Dell’elezione di Elly Schlein e delle sfide che la attendono parliamo con Mario Ricciardi, che insegna filosofia del diritto all’Università Statale di Milano ed è direttore la rivista del Mulino.

Partiamo dallo strumento delle primarie: il voto di domenica ne conferma l’efficacia?
È un meccanismo che nacque come risposta a un problema contingente. Poi ci si innamorò dell’idea, anche se col passare de tempo ci si rese conto che gli effetti negativi erano maggiori di quelli positivi. Ma nessuno ha avuto il coraggio di tornare indietro perché, come si dice, le primarie sono «una festa della democrazia».

Il voto del cosiddetto «popolo dei gazebo» ha sconfessato quello degli iscritti.
È chiaro che creare le condizioni di uno scontro tra iscritti e simpatizzanti non è l’ideale. È un sistema che introduce un potenziale conflitto, mentre il partito dovrebbe fare sintesi, leggere la realtà sociale e gli orientamenti dei possibili elettori senza ricorrere a meccanismi di questo tipo.

Lei sostiene che l’assunto tacito, almeno alle origini delle primarie all’italiana, fosse che la mobilitazione dell’opinione pubblica fosse necessaria per bilanciare gli istinti socialisteggianti dell’apparato proveniente dal Partito comunista.
Quando sono state introdotte le primarie, nel 2005, si avvertiva ancora la cultura di origine in un partito che stava facendo una sua transizione che voleva approdare a un’identità post-comunista e post-socialista. Questa operazione incontrava delle resistenze, erano trasformazioni sofferte di fronte alle quali si opponeva una resistenza spesso passiva. Il meccanismo delle primarie scardinava questa dinamica. Dietro c’era l’idea che stessimo entrando in una fase nuova e che l’opinione pubblica non potesse che essere che illuminata: il mito della società civile.

Ora siamo di fronte a un contrappasso: questa volta dall’esterno è arrivata la spinta verso la candidata considerata più di sinistra.
Probabilmente molti che non avevano votato Pd negli ultimi tempi ma che si considerano di sinistra si sono visti un candidato sostenuto da molti ex renziani che nello stile sembrava riprodurre modalità che ricordavano quelle di Renzi: l’uomo del fare, il pragmatismo contro la sinistra da salotto, la retorica di chi si sporca le mani.

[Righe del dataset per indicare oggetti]
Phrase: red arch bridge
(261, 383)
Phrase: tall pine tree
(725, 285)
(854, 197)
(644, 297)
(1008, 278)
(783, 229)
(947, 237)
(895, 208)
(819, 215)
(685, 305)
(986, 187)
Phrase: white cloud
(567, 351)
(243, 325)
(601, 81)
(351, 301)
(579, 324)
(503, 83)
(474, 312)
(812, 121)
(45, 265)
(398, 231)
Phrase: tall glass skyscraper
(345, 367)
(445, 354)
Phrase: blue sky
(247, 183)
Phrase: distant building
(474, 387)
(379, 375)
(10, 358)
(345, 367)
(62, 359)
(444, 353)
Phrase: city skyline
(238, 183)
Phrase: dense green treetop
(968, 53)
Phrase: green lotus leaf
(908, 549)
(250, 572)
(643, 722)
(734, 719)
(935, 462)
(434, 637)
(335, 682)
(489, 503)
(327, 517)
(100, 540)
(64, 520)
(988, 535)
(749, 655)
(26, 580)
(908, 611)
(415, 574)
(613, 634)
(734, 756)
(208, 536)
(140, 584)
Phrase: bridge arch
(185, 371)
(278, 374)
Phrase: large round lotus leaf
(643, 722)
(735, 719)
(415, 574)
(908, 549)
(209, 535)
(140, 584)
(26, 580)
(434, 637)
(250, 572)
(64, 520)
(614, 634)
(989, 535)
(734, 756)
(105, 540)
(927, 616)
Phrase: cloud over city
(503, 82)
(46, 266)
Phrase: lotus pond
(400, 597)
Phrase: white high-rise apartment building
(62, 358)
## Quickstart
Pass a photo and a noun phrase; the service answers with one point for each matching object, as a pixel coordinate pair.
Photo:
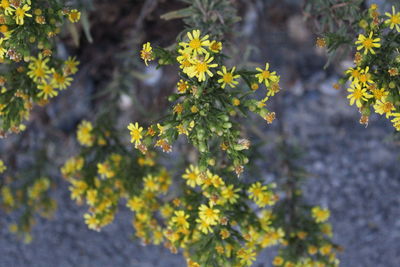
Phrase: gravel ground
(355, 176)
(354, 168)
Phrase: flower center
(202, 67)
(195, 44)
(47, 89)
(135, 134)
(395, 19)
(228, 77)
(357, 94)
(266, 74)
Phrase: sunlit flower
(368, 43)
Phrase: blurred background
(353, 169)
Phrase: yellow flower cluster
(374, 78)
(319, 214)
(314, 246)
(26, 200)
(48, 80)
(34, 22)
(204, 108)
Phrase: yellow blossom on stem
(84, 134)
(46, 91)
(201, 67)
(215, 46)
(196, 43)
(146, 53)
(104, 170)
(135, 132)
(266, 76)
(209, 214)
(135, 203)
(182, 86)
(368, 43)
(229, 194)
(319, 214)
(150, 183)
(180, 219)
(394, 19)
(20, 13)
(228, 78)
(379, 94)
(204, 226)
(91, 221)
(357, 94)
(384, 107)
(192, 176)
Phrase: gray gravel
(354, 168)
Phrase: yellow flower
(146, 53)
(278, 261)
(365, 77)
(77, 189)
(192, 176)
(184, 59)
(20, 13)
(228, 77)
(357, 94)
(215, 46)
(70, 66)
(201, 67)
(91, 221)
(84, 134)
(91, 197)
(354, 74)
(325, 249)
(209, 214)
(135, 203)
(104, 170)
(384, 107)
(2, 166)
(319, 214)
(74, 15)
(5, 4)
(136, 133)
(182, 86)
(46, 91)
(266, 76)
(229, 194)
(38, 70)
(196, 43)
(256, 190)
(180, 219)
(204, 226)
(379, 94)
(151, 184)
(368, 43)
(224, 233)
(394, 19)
---
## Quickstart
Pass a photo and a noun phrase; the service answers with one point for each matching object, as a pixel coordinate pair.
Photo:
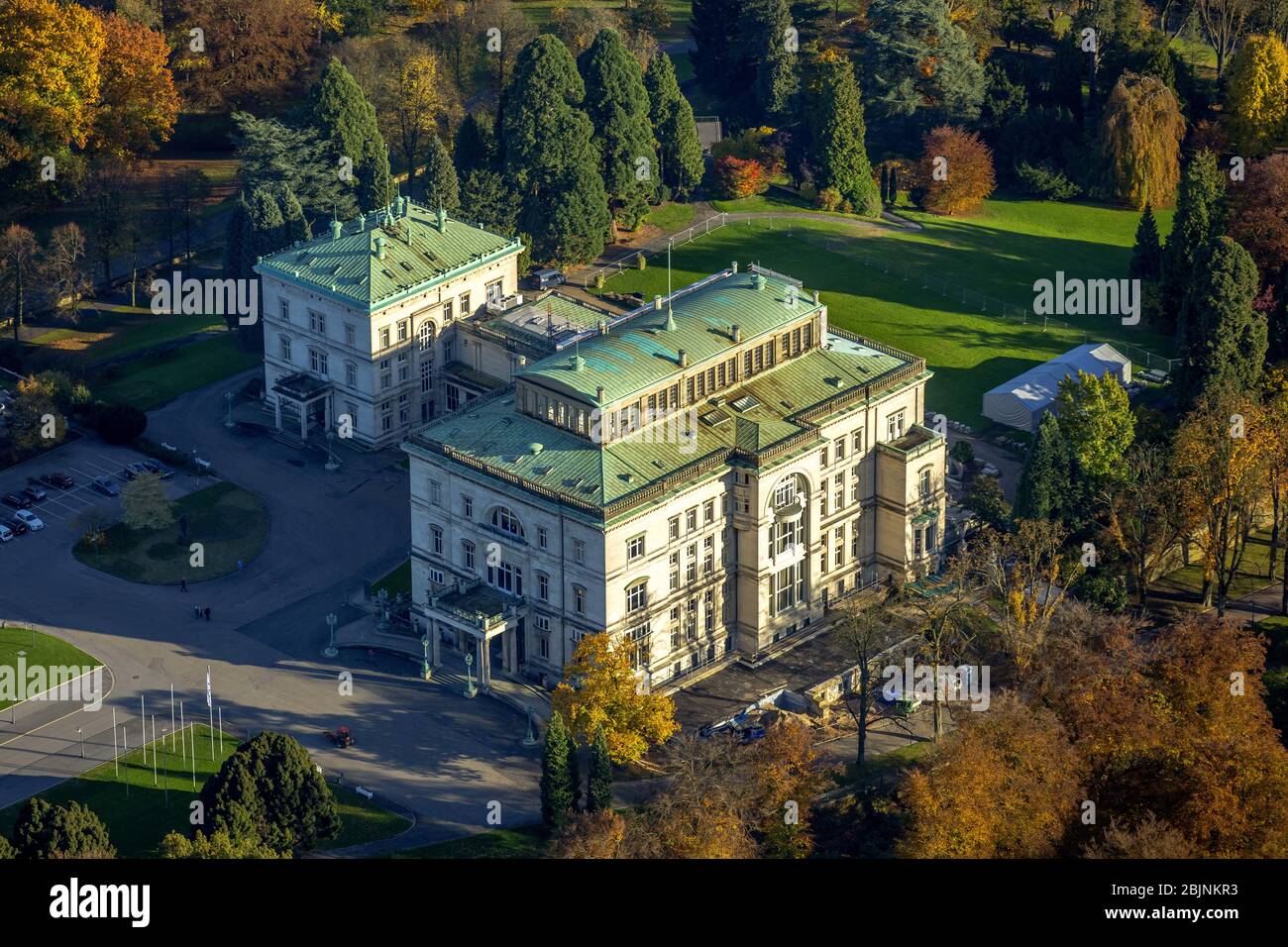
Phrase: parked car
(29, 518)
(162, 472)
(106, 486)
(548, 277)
---
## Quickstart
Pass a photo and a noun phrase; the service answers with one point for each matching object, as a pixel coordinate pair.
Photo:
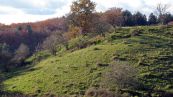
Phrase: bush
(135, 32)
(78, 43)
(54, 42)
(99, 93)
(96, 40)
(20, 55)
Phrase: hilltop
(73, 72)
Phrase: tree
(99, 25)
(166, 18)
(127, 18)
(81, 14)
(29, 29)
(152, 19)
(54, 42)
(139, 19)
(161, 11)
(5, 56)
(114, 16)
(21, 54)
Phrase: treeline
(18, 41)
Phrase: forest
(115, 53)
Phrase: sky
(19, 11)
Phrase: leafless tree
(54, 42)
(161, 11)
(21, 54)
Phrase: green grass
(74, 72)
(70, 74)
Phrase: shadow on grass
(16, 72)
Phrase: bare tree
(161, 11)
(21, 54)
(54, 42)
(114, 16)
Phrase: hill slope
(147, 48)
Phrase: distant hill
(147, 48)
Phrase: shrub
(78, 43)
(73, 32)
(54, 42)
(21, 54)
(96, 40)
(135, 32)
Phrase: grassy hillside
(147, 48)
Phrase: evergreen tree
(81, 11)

**ISTRUZIONI**
1. Trascrivi la parte del brano sulle primarie che comincia con "Probabilmente molti che" e finisce con "sporca le mani.".
2. Seleziona e copia ogni riga delle voci in cui compare la parola "white".
Il brano e le voci provengono da fonti diverse.

**RISPOSTE**
1.
Probabilmente molti che non avevano votato Pd negli ultimi tempi ma che si considerano di sinistra si sono visti un candidato sostenuto da molti ex renziani che nello stile sembrava riprodurre modalità che ricordavano quelle di Renzi: l’uomo del fare, il pragmatismo contro la sinistra da salotto, la retorica di chi si sporca le mani.

2.
Phrase: white cloud
Phrase: white high-rise apartment building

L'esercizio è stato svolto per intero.